§ **Stated goal**:
Rewrite the entries below, swapping "photo" for "image" wherever it appears and keeping everything else unchanged. Leave the pictures out.

[START OF Given information]

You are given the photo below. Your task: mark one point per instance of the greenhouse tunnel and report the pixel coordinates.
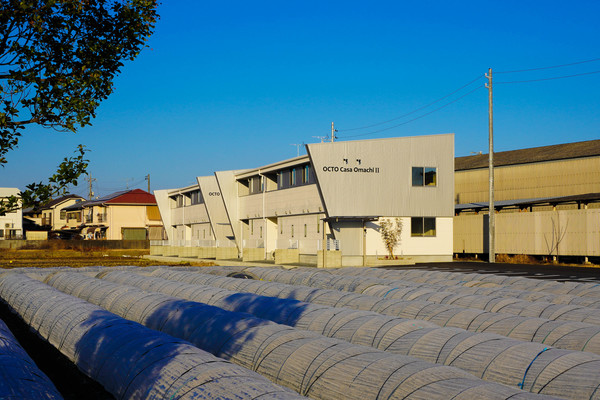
(20, 378)
(129, 360)
(560, 334)
(313, 365)
(488, 356)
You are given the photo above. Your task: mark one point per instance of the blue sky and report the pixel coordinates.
(233, 84)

[END OF Given information]

§ **Finished answer**:
You are given the image below. Your task: mark one point per instance of the greenhouse tunnel and report the pixel coordinates.
(20, 378)
(129, 360)
(560, 334)
(313, 365)
(488, 356)
You are given the image above. Your task: mark one point per instance of the blue sky and report the pixel coordinates.
(233, 84)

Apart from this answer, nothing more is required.